Stored records:

###

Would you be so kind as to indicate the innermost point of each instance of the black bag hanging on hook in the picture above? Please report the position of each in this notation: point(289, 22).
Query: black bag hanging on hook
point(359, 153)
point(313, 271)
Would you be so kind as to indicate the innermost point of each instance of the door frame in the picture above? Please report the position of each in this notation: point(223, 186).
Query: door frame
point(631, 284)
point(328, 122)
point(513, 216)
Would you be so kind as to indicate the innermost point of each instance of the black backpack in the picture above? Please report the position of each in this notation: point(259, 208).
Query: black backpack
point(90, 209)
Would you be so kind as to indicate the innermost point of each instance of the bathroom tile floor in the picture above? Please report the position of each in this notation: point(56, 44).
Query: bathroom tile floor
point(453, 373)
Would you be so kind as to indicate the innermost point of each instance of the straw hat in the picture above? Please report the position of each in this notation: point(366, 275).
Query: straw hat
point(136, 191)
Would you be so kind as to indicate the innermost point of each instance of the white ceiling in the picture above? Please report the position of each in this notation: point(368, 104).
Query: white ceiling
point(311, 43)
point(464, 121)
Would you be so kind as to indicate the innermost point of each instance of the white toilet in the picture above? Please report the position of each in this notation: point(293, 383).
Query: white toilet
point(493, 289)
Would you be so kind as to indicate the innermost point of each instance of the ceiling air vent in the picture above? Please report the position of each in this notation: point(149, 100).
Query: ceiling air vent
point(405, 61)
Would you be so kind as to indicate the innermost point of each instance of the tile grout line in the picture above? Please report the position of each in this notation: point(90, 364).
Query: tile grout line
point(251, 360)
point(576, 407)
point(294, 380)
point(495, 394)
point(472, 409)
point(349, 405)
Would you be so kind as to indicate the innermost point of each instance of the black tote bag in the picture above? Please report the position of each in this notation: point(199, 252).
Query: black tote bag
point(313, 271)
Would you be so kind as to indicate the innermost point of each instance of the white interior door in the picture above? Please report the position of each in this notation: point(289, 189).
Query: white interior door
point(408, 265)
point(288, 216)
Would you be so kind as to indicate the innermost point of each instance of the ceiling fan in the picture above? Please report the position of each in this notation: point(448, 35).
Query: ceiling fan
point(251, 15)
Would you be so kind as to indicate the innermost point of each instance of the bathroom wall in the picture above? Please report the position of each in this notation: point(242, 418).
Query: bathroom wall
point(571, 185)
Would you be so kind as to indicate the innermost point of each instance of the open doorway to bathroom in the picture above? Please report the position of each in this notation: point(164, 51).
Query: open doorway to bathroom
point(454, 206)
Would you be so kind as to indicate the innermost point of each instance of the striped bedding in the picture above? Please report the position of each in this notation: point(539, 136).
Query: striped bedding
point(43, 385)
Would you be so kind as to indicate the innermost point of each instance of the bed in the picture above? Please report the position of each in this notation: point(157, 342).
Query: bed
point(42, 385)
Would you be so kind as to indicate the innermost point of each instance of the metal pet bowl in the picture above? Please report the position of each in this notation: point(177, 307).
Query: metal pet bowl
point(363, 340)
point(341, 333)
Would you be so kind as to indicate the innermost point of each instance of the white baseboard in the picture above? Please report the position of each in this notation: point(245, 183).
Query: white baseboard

###

__Work to be completed__
Repeat the records. Match them exactly.

__Result for this task__
Would you be so kind as to indicate the innermost point of each instance of the black bag hanging on hook in the picture above? Please report the position of each in this notation: point(289, 22).
Query: black bag hanging on hook
point(359, 153)
point(313, 271)
Would you be so kind as to indicate the innermost point of each instance of the door frame in the picture above? Please report the position of each in this notation: point(223, 186).
Query: door frame
point(631, 284)
point(328, 122)
point(513, 216)
Would you be so kind as to indicate the innermost point of each instance of the black backpack in the picture above? Please report the position of each in this notation: point(259, 208).
Query: black backpack
point(90, 209)
Would you be so kind as to indicate the innermost point of each instance of the bathroom tile floor in the picture above? Please report the position of each in this notation: point(56, 44).
Query: bathroom tile floor
point(453, 373)
Would you be so kind as to indicate the innermost point of each instance of the straw hat in the picture above? Please report the position of each in this notation: point(366, 275).
Query: straw hat
point(136, 191)
Would you be so kind as to indicate the innermost point of each instance of the white ceiling in the picture above? Please report the position of each in this notation: point(368, 104).
Query: white ceiling
point(311, 43)
point(464, 121)
Would you be so kind as to indicate the innermost point of each instance of the white toilet in the picture above? Please report the position of each in this notation: point(293, 383).
Query: white toilet
point(493, 289)
Would you be so kind as to indicate the innermost point of each instance of the ceiling air vent in the picture above? Please report the position of each in this notation: point(149, 100).
Query: ceiling air vent
point(405, 61)
Would you be so kind as to indicate the innermost point of each instance of the tile grout line in the picture above? Please report the position of each in this notation: point(90, 364).
Query: tile grout line
point(251, 360)
point(576, 407)
point(294, 380)
point(495, 394)
point(472, 409)
point(349, 405)
Would you be so kind as to indicate the innermost point of each instance of the black tote bag in the picture above? Please report the position of each in this notation: point(199, 252).
Query: black tote bag
point(313, 271)
Would you be so kind as to indicate the innermost point of each instance of the white interior door in the picture above? Please report the position of each in this notation: point(289, 189).
Query: white interior door
point(408, 265)
point(288, 216)
Would you be so kind as to indicate the innermost point of each instance of the ceiling fan in the picture above? Please report the position of each in this notation: point(448, 35).
Query: ceiling fan
point(251, 15)
Would you be so kind as to indicate the innermost point of each instance of the bathroom wall in the picture above? Please report the position of each in this notation: point(242, 418).
Query: bathroom wall
point(571, 185)
Would you be so kind as to indicate the innermost point of each instance of the open doorway to bathroom in the picture above? Please report the position of each in this notation: point(164, 51).
Query: open doorway to bathroom
point(454, 206)
Would you be so kind as to indicate the innermost point of each instance of the striped bedding in the picture above? Please report the position of each in this notation: point(539, 136).
Query: striped bedding
point(43, 385)
Would you be so kind as to indicate the innermost point of each instance of the bed in the picture above? Please report the position of each in this notation: point(157, 342).
Query: bed
point(42, 385)
Would you be so kind as to indicate the innermost point of each instance of the metal pet bowl in the picture above? Please report the position of each in this notation: point(177, 307).
Query: metal pet bowl
point(363, 340)
point(341, 333)
Would you be so kind as to indicate the innermost point of each instance of the white baseboard in the picture above? Please report the position of each in this notation: point(245, 183).
Query: white baseboard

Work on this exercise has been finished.